GIVEN TEXT —
====================

Protection from UV radiation could be the recipe for nanowires making it into a wide range of electronic products

1 min read
Graphene Coating Protects Nanowires for Displays
Illustration: Purdue University

Silver nanowires have become the all-purpose solution for various display technologies, including flexible displays and OLEDs. But silver nanowires still have a bit of an Achilles Heel: they can be easily damaged by strong UV radiation and harsh environmental conditions.

Now researchers at Purdue University have turned to the other all-purpose nanomaterial—graphene—to use as a barrier layer on the outside of silver nanowires to protect them from UV radiation.

Earlier this year, Purdue researchers coated copper nanowires with graphene to lower their resistance and susceptibility to heat. But this latest research, published in the journal ACS Nano, actually stems from work that was started back in 2013 in which silver nanowires were coated with graphene primarily to address the issues of too much electrical resistance in the nanowires and too much electrical conductivity in the graphene.

====================

RECORDS PROVIDED —
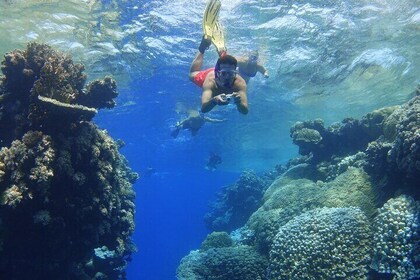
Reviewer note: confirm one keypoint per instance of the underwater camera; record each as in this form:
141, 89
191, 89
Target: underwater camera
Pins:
230, 98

====================

WHAT TO PRODUCE — Reproduce verbatim the portion of the graphene nanowire article above from "Protection from UV" to "harsh environmental conditions.".

FINAL RESULT —
Protection from UV radiation could be the recipe for nanowires making it into a wide range of electronic products

1 min read
Graphene Coating Protects Nanowires for Displays
Illustration: Purdue University

Silver nanowires have become the all-purpose solution for various display technologies, including flexible displays and OLEDs. But silver nanowires still have a bit of an Achilles Heel: they can be easily damaged by strong UV radiation and harsh environmental conditions.